→ **Work to be completed**
Lines from the entries below that hold "drummer" form the answer; copy all of them.

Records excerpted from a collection

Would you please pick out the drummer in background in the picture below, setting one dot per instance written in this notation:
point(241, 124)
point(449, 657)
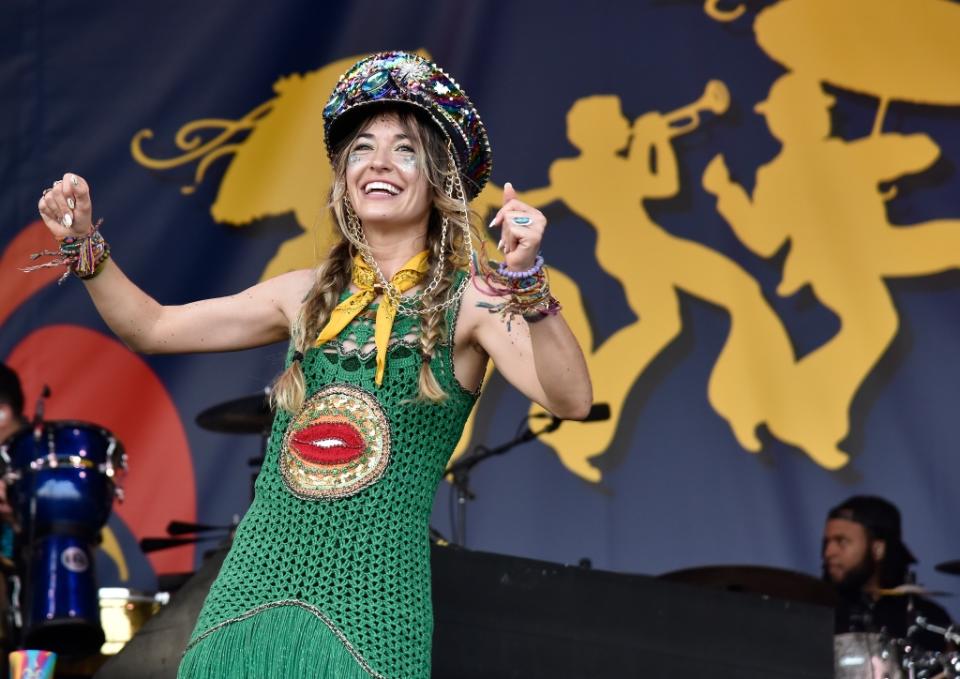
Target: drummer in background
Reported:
point(864, 557)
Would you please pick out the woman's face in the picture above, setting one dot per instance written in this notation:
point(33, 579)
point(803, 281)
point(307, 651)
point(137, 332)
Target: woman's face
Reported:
point(384, 179)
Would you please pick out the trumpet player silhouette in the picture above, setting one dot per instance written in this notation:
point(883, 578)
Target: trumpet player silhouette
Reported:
point(608, 190)
point(821, 194)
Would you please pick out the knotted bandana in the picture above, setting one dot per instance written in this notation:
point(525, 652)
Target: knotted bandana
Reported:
point(365, 278)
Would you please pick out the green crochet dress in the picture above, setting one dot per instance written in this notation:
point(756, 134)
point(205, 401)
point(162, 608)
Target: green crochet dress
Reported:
point(329, 573)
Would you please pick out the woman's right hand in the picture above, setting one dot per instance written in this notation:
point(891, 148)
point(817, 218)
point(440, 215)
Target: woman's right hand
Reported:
point(66, 208)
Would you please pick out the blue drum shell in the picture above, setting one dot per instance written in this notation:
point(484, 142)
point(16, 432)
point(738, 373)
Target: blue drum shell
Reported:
point(65, 471)
point(62, 607)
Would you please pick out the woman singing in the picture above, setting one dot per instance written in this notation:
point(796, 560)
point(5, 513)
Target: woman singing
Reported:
point(329, 572)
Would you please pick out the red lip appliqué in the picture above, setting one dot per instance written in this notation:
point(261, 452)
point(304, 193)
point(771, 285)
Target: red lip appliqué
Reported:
point(337, 445)
point(328, 443)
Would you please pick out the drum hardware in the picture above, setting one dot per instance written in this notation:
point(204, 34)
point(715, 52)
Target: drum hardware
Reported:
point(459, 471)
point(912, 589)
point(63, 477)
point(176, 528)
point(949, 567)
point(949, 633)
point(246, 415)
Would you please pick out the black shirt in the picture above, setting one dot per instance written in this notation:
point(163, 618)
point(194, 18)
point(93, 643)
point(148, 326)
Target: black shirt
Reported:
point(860, 613)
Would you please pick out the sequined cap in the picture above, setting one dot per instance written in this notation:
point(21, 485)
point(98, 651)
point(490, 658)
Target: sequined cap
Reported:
point(401, 77)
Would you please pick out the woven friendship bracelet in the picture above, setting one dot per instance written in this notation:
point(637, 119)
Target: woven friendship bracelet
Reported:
point(83, 256)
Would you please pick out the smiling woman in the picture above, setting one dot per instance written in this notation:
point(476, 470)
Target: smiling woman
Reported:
point(329, 573)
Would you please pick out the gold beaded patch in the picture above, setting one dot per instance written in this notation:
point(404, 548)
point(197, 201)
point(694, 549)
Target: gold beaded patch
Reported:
point(337, 445)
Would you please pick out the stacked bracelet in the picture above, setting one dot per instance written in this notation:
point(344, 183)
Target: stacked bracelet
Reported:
point(524, 293)
point(83, 256)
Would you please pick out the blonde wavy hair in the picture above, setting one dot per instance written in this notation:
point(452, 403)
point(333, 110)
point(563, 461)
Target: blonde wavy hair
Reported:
point(448, 213)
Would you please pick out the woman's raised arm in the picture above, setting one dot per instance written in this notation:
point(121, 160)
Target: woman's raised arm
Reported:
point(259, 315)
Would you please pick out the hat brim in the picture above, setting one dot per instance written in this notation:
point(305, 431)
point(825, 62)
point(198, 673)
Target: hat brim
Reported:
point(350, 118)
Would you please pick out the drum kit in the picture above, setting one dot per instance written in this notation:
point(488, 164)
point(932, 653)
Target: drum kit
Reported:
point(62, 478)
point(870, 654)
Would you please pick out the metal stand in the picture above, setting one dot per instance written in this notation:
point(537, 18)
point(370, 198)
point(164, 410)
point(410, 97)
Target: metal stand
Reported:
point(460, 473)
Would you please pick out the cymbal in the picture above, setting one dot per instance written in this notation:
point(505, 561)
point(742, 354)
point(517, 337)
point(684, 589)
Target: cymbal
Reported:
point(247, 415)
point(777, 583)
point(949, 567)
point(916, 590)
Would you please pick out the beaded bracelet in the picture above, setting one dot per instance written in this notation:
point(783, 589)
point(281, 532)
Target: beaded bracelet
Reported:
point(525, 293)
point(83, 256)
point(532, 271)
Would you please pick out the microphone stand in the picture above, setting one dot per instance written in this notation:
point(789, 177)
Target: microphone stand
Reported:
point(460, 473)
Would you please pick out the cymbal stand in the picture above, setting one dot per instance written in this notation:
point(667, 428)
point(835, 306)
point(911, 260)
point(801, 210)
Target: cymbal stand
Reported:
point(460, 474)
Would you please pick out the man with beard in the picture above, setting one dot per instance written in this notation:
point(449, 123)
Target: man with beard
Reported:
point(865, 558)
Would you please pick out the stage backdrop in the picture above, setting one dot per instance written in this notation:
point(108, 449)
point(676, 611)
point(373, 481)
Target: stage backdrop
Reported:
point(754, 230)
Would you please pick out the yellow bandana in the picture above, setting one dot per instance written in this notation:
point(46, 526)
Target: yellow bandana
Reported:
point(365, 278)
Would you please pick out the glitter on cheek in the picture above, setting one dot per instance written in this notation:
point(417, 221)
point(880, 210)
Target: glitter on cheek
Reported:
point(408, 163)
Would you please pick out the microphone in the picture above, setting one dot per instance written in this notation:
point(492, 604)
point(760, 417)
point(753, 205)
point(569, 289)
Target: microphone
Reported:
point(38, 413)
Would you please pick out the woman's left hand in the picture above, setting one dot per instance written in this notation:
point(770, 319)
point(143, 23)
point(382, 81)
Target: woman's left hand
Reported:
point(522, 230)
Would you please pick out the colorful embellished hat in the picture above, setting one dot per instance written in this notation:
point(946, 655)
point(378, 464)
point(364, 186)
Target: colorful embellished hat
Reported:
point(401, 77)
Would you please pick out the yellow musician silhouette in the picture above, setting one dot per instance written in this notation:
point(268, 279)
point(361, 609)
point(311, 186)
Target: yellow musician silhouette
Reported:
point(607, 189)
point(822, 194)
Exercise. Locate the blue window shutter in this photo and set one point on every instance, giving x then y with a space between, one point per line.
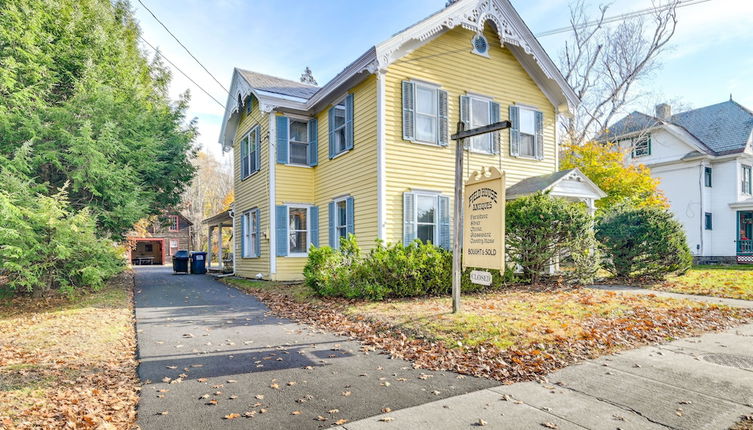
281 219
257 227
313 142
409 218
409 119
444 222
350 215
539 119
443 134
349 125
494 117
244 228
332 233
314 222
257 153
282 140
515 131
331 134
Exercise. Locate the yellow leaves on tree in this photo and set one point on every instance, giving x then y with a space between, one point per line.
605 165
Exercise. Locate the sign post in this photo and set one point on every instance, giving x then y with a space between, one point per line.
459 139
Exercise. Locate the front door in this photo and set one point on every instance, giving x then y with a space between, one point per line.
745 236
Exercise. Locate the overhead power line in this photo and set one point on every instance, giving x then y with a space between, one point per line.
621 17
184 46
182 72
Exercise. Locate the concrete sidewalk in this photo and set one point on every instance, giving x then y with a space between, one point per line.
703 382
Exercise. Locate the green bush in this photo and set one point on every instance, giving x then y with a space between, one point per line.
541 229
643 242
393 270
44 245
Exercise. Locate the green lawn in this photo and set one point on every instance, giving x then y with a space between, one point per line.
735 282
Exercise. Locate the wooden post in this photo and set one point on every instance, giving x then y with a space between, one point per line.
458 221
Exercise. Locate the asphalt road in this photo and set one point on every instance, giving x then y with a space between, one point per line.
224 354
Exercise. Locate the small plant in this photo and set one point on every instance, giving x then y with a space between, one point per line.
542 229
643 242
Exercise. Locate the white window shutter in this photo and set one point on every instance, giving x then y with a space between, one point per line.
409 103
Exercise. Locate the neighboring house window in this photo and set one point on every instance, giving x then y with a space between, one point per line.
424 113
426 217
526 133
250 153
477 112
340 123
250 243
296 141
174 223
746 179
341 222
297 227
299 143
641 147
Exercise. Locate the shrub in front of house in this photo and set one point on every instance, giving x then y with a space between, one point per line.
541 229
646 242
393 270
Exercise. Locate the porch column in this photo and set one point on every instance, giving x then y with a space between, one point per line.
209 246
219 245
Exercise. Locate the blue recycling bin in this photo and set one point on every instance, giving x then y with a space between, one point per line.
198 262
180 261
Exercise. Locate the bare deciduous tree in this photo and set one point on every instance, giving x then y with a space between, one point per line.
604 64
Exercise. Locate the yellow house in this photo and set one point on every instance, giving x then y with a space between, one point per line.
369 152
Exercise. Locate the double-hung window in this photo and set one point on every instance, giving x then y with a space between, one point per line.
298 230
641 147
299 143
427 218
250 153
250 234
526 133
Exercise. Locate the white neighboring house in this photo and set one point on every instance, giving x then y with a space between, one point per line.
703 158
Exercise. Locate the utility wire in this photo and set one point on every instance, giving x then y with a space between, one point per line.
621 17
182 72
184 46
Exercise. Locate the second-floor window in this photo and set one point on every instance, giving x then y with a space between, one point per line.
299 144
250 153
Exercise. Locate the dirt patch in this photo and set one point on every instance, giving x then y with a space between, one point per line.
70 363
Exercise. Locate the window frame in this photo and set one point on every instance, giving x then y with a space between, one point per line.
746 181
308 229
486 100
256 153
337 226
434 88
174 223
340 105
435 197
292 119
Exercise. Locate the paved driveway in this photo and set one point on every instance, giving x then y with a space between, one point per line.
215 343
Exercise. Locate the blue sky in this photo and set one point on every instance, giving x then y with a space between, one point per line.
711 54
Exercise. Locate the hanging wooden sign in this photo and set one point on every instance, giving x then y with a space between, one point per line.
484 220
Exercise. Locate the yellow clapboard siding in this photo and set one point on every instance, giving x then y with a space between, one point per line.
253 192
448 62
352 173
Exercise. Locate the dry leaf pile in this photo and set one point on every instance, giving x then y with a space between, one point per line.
638 325
69 364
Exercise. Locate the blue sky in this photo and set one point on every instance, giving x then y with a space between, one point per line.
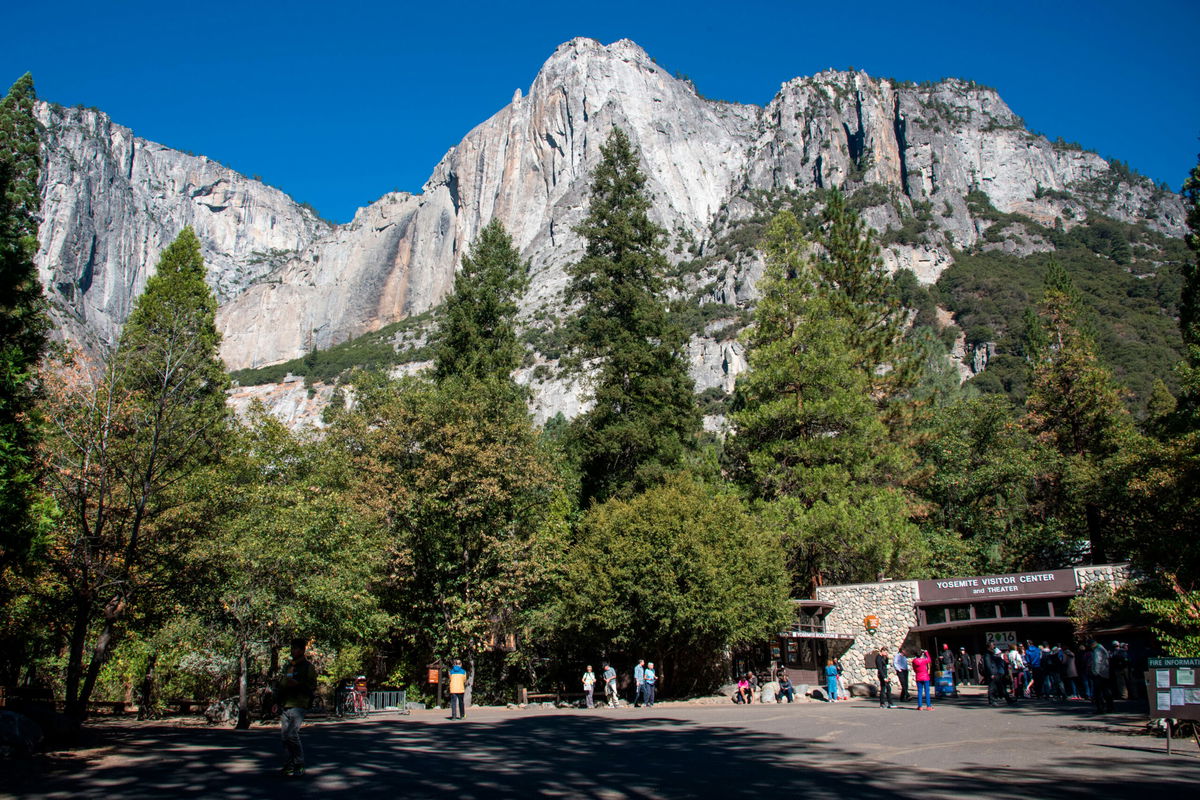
337 103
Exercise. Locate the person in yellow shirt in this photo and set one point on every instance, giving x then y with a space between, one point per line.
457 690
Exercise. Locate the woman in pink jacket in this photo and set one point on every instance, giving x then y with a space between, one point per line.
921 666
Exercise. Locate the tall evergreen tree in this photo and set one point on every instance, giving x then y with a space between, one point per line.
1189 307
809 438
23 319
124 444
1074 405
645 415
478 335
851 275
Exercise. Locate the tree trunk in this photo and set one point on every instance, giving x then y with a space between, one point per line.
100 654
75 656
1096 533
243 690
145 705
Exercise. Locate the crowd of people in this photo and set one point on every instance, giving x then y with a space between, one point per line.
1013 672
646 683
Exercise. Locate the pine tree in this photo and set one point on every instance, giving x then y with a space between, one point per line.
645 415
478 335
1189 308
23 319
809 438
851 275
1075 407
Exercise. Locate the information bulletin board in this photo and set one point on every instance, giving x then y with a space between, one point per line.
1174 689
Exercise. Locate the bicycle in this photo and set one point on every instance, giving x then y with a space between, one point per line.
352 703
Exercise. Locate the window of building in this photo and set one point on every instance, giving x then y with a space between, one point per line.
958 613
1039 607
1011 608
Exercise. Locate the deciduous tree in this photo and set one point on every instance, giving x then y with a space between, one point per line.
471 503
681 573
124 440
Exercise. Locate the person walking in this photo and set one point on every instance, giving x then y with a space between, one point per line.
832 681
1102 681
947 660
996 667
743 692
610 684
785 687
921 667
589 684
843 692
649 679
963 666
293 693
457 691
1084 665
883 672
1069 673
900 663
1017 669
1033 675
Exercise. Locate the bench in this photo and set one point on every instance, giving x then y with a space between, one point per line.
526 697
187 707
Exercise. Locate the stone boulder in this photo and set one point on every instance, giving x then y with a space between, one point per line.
19 735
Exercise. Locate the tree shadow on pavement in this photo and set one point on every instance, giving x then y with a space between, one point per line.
571 756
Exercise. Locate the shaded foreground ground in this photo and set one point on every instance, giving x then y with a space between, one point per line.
845 751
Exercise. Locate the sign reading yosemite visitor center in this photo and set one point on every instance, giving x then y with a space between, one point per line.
999 585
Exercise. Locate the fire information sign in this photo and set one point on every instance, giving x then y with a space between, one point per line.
1173 690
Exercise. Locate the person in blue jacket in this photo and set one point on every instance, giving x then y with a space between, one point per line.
832 680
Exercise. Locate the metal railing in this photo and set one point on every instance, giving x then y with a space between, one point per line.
388 701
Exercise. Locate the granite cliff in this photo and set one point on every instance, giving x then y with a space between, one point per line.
951 155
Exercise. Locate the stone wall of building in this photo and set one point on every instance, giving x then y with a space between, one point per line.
1111 573
892 601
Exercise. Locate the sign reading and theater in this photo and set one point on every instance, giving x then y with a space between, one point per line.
999 585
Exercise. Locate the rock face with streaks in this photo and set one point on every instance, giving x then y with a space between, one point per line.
112 202
951 154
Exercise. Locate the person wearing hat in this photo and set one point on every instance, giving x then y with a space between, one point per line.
882 669
1102 677
963 666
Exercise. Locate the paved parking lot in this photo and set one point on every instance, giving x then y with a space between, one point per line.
809 750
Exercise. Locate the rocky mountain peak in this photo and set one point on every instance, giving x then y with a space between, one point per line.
935 168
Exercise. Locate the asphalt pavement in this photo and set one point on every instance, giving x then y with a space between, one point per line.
676 750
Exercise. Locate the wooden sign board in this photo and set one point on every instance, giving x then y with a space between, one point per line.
1174 689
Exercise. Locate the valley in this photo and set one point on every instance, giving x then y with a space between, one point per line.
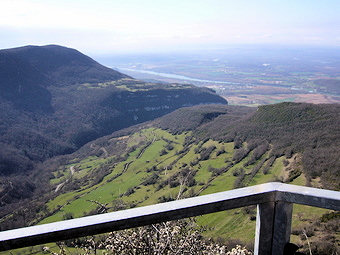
245 75
177 156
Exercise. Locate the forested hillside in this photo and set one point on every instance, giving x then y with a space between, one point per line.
54 99
191 152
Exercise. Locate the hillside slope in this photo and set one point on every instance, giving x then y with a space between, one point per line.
55 99
195 151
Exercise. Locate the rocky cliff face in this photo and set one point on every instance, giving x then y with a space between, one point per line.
55 99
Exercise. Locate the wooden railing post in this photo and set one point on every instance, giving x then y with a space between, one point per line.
273 227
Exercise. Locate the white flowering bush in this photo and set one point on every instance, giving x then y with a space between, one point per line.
174 237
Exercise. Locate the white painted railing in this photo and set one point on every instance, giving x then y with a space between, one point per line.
273 223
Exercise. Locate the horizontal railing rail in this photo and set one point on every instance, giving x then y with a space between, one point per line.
273 222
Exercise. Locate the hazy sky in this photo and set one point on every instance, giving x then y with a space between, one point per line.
110 26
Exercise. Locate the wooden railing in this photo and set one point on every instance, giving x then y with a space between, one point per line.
273 222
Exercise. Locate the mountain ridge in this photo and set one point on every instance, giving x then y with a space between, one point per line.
54 99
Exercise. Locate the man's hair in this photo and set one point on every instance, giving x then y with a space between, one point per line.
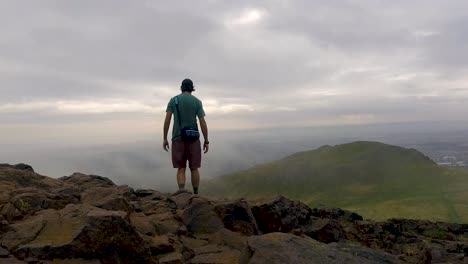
187 86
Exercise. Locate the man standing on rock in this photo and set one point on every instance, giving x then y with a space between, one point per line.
186 144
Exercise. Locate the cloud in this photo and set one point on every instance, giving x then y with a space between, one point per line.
276 63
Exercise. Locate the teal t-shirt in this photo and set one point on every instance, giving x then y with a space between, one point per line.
189 107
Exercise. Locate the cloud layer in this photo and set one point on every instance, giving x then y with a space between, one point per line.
265 63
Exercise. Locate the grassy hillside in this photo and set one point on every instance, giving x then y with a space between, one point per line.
377 180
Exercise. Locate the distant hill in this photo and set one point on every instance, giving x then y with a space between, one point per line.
377 180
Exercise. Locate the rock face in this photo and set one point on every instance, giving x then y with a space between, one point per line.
88 219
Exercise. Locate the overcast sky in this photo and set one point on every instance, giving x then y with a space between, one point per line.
91 71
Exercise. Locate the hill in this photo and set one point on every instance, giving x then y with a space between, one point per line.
87 219
377 180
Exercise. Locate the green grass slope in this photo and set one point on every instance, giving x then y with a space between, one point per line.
377 180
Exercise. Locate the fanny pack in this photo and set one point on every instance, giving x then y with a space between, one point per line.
186 133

→ **Task response**
Would you please pick out the drummer in background in the picture below, setting one dot per instance written in this notation:
Target: drummer in background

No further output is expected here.